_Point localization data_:
>>>

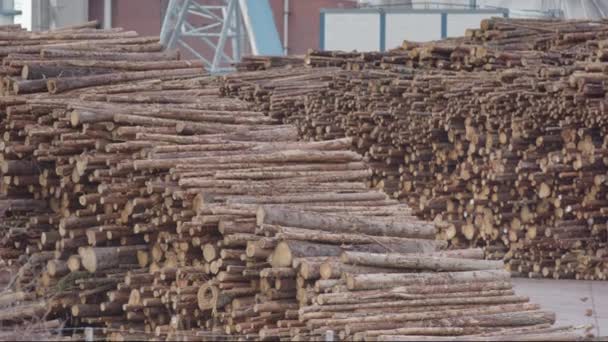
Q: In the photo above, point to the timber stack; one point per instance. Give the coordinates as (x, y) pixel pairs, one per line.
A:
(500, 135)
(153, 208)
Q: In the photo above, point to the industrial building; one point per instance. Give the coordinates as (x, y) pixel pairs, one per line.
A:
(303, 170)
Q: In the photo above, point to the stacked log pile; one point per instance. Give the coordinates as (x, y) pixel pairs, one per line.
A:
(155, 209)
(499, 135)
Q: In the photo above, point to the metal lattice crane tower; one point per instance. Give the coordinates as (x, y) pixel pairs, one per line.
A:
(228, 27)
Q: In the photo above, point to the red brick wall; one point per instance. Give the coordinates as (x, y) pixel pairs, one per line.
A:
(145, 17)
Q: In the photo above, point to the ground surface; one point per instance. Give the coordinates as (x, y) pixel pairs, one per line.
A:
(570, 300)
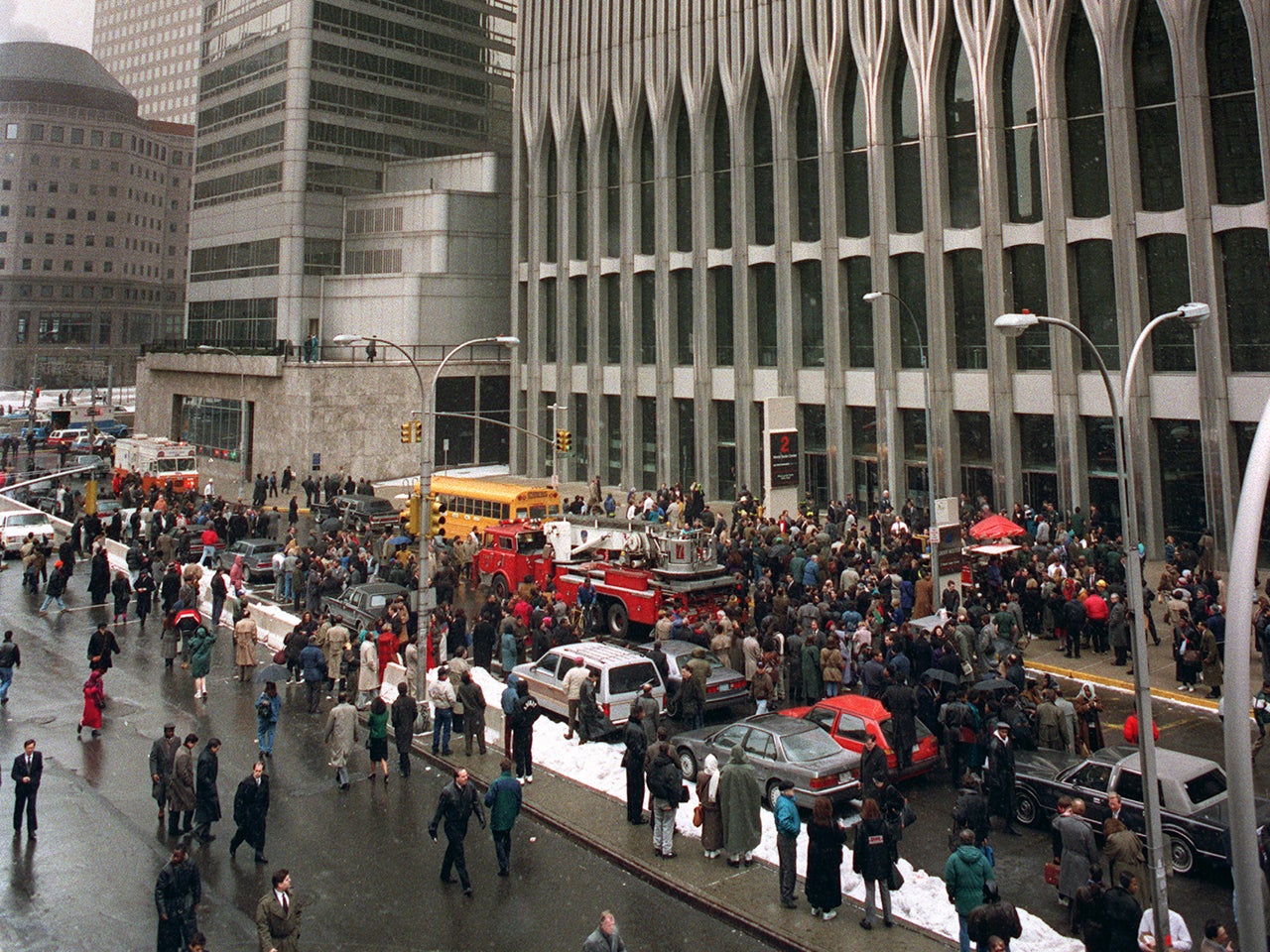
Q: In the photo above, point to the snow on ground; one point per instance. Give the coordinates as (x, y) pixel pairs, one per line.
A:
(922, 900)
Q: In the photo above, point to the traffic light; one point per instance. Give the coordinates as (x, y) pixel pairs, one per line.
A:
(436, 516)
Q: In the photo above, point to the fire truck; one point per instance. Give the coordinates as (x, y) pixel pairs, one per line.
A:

<<<

_About this exercise_: The line with "Q: In the photo above, point to the stacked" ends the range, and the first line of the data begins it; repeat exactly those lines and nothing more, omitting pictures.

_Answer to this task_:
Q: In the photo above, point to the timber stack; one point per instance. Give the coordinates as (x, y) pixel pairs, one per line.
A:
(500, 135)
(153, 208)
Q: In the photo above, point to the industrial building; one point per instance. Give the coordinates as (x, y) pixel pairs, one per line.
A:
(303, 170)
Q: In the photo above, point to the stacked log pile; one point per instance. Give the coordinates as (x, y) pixel pairs, one per line.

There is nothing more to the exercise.